Angezeigter Text:
-*-

Wie teuer ist ein Rechtsstreit?
Justiz Es gibt Situationen, in denen sich Verbraucher überlegen, vor Gericht zu ziehen. Die Frage ist: Rechnet sich das?
Berlin/Düsseldorf Die Vorfreude auf den Urlaub war groß. Doch am Ziel angekommen, folgte die Ernüchterung: Das Hotel lag anders als vom Reiseanbieter beworben nicht in einer ruhigen Gegend, sondern an einer stark befahrenen Straße. Als die Urlauber nach ihrer Rückkehr einen Teil des Reisepreises zurückfordern, stellt sich der Anbieter stur. Einen Anwalt hinzuziehen und klagen? Betroffene fragen sich, wie teuer das wird – und welche Lösungen es gibt.
Ein Streit kann sich über Jahre hinziehen. Der Ausgang ist ungewiss. Hinzu kommt, dass Anwaltshonorare und Gerichtsgebühren deutlich gestiegen sind. Darauf weist Thomas Lämmrich hin, Rechtsschutzexperte beim Gesamtverband der Deutschen Versicherungswirtschaft (GDV). Ihm zufolge haben sich die Ausgaben für Anwälte und Gerichte von 2012 bis 2016 um 19 Prozent erhöht. Basis der Berechnungen waren rund 1,4 Millionen Streitfälle pro Jahr in der Rechtsschutzversicherung.

-*-

Aufgabe A: Um wie viel Prozent sind die Ausgaben für Anwälte und Gerichte laut dem angezeigten Text von 2012 bis 2016 gestiegen?
Aufgabe B: Erklären Sie, welche Gründe der angezeigte Text dafür nennt, dass Betroffene sich fragen, ob eine Klage sich rechnet.
Aufgabe C: Geben Sie an, ob die folgenden Aussagen mit dem angezeigten Text übereinstimmen: (i) Das Hotel lag in einer ruhigen Gegend. (ii) Thomas Lämmrich ist Rechtsschutzexperte beim GDV. (iii) Die Berechnungen beruhten auf rund 140.000 Streitfällen pro Jahr.

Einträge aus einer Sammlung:
-*-

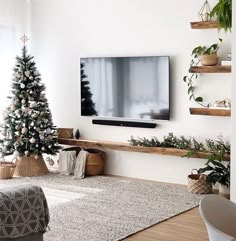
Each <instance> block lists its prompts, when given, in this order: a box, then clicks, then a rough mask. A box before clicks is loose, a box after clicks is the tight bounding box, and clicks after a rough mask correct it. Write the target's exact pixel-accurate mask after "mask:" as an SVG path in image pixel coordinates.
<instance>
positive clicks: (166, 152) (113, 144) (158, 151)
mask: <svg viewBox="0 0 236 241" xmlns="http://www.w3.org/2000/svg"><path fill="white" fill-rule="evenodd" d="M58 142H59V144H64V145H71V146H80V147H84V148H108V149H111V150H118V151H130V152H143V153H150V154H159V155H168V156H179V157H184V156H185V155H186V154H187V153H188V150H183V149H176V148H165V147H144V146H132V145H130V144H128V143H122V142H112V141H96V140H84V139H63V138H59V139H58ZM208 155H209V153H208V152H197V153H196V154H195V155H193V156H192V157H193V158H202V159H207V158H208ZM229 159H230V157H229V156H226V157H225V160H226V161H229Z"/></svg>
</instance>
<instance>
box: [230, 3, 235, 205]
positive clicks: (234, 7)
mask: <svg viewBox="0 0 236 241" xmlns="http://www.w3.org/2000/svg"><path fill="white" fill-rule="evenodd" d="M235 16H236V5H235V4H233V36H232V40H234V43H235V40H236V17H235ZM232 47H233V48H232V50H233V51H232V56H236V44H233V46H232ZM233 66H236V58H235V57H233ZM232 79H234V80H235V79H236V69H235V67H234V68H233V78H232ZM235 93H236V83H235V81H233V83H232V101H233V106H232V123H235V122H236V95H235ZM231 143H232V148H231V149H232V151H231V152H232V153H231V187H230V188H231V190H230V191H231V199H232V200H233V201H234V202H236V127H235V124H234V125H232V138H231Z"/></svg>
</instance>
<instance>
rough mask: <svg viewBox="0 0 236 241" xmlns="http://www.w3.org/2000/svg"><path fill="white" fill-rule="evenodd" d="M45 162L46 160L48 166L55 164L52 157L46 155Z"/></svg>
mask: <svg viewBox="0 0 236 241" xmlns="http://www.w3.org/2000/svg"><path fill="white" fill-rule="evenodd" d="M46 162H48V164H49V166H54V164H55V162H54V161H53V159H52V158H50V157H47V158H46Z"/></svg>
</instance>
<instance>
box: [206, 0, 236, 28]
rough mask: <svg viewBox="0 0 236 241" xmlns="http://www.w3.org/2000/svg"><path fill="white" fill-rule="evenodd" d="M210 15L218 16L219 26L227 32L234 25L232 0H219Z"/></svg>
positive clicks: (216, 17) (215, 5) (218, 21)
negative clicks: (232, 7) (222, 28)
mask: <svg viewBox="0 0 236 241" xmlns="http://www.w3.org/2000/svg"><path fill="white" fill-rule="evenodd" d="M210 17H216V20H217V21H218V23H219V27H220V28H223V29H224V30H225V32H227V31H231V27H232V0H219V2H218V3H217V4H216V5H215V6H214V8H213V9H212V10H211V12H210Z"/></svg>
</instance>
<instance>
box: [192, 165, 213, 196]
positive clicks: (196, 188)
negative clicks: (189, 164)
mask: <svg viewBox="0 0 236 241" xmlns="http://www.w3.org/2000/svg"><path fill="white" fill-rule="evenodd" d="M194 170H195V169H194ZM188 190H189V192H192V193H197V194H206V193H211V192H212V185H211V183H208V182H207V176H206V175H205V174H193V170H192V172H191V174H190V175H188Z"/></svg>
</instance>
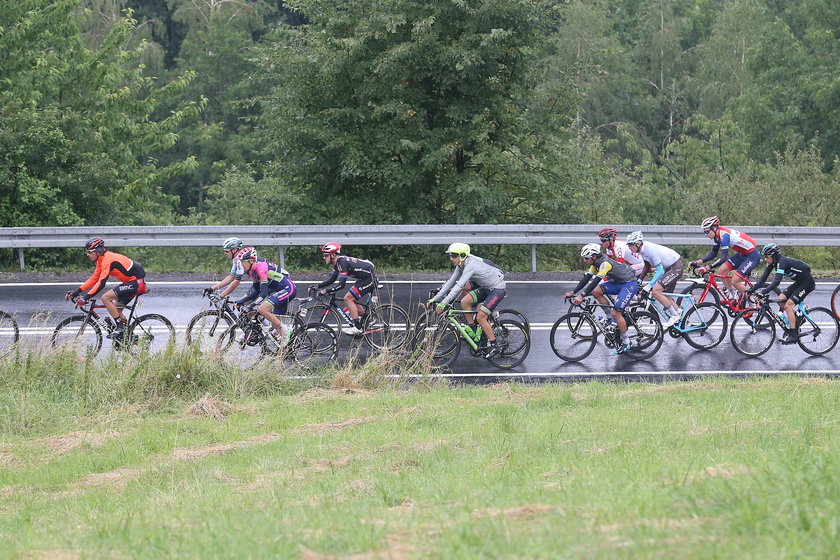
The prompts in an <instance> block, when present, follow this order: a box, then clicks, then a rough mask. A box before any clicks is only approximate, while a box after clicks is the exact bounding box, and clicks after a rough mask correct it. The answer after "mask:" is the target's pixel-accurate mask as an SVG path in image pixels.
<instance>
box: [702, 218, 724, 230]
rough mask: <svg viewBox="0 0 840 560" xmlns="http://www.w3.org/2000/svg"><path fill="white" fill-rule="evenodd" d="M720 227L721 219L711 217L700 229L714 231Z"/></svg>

-*-

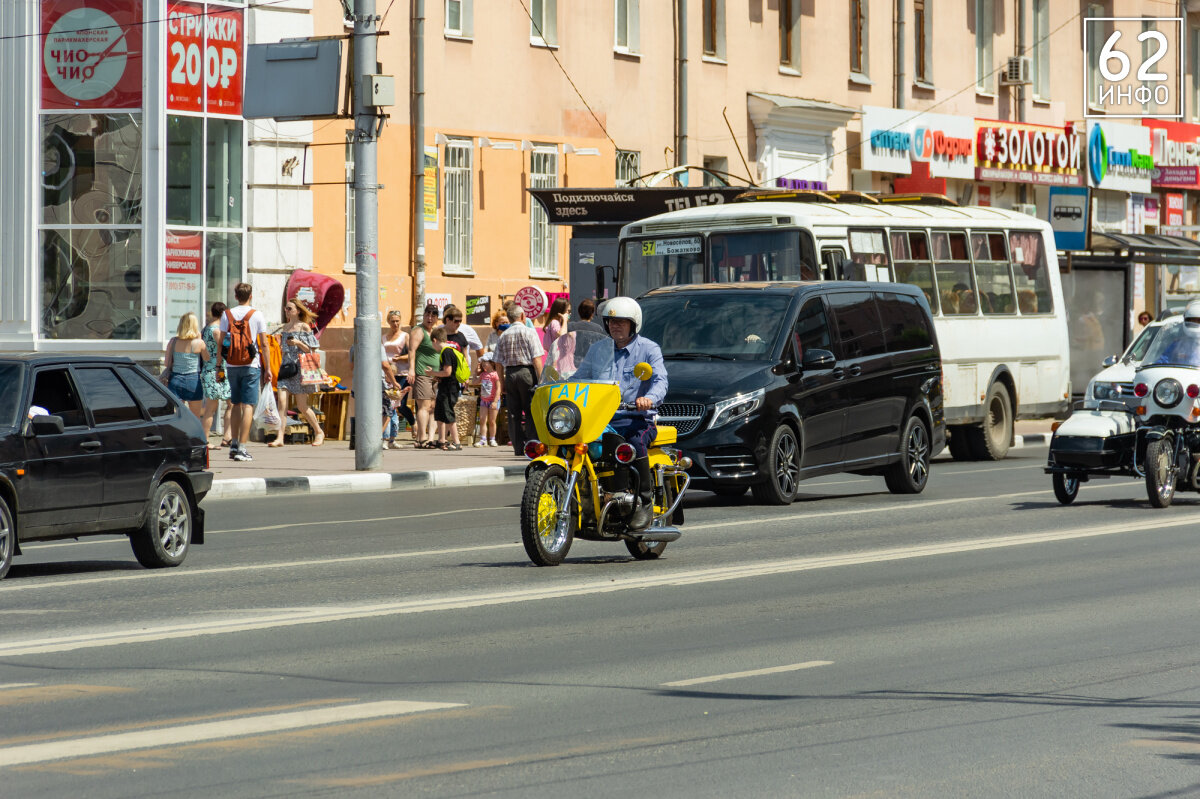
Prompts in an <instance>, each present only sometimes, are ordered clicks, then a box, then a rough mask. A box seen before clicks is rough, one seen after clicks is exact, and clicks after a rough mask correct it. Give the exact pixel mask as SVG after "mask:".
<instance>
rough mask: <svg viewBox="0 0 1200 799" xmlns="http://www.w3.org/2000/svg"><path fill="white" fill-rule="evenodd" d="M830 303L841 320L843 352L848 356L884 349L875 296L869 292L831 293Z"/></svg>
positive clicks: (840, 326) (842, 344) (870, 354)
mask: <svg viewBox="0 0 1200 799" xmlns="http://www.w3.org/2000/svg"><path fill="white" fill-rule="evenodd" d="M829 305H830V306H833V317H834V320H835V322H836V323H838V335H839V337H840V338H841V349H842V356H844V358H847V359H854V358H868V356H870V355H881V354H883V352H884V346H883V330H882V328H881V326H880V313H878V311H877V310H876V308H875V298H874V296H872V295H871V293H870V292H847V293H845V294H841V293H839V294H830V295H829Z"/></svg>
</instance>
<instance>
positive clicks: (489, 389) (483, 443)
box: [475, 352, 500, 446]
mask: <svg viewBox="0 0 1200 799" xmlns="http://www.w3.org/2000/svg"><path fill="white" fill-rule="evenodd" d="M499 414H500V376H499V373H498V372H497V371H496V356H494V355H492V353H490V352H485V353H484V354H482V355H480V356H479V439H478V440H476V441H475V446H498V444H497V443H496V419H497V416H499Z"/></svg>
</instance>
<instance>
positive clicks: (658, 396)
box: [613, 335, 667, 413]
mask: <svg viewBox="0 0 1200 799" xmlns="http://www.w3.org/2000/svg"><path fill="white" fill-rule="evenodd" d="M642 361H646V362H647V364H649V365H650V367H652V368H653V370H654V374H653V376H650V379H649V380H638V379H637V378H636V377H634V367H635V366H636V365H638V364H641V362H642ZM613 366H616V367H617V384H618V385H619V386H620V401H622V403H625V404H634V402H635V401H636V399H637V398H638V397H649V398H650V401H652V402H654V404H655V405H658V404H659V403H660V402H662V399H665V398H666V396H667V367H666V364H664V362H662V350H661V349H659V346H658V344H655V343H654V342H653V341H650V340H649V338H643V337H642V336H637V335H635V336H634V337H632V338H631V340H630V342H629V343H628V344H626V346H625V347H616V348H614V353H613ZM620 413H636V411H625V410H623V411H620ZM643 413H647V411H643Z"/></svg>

-*-

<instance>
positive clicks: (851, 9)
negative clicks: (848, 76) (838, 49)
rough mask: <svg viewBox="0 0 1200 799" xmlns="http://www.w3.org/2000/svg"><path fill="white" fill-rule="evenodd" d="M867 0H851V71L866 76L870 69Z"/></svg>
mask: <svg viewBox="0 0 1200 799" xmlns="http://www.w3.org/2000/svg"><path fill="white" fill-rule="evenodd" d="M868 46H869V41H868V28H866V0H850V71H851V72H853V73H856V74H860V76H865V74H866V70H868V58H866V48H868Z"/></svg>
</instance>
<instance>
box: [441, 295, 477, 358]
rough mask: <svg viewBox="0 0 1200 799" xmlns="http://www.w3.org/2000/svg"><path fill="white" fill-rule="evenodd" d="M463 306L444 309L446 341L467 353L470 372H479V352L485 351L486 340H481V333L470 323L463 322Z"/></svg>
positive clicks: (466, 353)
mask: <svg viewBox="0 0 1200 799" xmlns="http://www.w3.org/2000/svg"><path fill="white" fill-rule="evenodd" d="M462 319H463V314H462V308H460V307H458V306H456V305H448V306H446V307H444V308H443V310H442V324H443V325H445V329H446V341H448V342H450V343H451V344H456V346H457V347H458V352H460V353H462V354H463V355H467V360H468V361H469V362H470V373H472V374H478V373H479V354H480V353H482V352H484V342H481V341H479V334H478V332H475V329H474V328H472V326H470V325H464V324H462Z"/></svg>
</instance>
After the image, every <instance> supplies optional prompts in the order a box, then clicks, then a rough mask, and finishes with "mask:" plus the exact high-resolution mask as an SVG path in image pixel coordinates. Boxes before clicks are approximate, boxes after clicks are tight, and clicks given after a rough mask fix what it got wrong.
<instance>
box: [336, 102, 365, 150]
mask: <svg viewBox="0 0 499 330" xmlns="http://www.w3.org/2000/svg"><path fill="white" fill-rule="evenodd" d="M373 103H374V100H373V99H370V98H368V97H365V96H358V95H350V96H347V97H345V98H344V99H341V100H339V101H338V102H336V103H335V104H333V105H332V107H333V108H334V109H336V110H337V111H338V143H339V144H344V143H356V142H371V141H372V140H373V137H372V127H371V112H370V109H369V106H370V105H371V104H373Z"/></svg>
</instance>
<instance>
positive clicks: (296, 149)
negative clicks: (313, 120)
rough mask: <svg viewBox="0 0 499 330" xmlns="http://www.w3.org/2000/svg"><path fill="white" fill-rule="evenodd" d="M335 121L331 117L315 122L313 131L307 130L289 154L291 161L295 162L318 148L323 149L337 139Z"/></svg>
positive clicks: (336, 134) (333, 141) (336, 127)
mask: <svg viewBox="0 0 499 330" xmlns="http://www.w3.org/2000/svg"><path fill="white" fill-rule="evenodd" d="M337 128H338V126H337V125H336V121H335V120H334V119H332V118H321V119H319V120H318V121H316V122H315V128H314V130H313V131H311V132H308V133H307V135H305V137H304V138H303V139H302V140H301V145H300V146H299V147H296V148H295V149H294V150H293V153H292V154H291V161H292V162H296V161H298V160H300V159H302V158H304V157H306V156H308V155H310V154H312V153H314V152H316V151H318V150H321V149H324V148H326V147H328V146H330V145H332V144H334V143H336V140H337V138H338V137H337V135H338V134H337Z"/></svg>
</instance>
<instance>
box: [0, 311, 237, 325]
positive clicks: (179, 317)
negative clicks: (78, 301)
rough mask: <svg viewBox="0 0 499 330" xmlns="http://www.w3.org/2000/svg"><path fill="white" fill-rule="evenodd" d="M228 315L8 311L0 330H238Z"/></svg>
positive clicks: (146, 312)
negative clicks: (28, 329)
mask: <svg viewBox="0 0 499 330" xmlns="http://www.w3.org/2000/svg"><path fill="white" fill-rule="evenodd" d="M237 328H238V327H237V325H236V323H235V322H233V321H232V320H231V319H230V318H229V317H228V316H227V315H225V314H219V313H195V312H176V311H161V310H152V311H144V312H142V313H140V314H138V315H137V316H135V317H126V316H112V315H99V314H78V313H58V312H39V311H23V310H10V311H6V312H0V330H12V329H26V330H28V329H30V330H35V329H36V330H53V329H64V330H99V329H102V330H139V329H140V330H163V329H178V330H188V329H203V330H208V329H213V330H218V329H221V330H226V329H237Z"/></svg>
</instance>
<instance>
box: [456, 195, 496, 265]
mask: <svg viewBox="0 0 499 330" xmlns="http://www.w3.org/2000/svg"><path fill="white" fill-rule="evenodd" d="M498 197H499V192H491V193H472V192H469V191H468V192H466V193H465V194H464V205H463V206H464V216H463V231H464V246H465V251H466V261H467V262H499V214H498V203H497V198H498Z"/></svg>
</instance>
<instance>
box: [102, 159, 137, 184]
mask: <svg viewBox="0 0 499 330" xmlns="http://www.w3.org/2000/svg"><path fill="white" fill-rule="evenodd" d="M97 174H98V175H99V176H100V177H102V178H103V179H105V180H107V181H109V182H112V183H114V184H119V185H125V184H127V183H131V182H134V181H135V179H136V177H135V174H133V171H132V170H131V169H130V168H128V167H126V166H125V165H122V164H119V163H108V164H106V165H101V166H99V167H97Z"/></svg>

-*-

Schriftliche Lösung A: Um 19 Prozent.

Schriftliche Lösung B: Ein Streit kann sich über Jahre hinziehen, und sein Ausgang ist ungewiss. Hinzu kommt, dass Anwaltshonorare und Gerichtsgebühren deutlich gestiegen sind.

Schriftliche Lösung C:
(i) Nein: „nicht in einer ruhigen Gegend, sondern an einer stark befahrenen Straße“
(ii) Ja: „Rechtsschutzexperte beim Gesamtverband der Deutschen Versicherungswirtschaft (GDV)“
(iii) Nein: „rund 1,4 Millionen Streitfälle pro Jahr“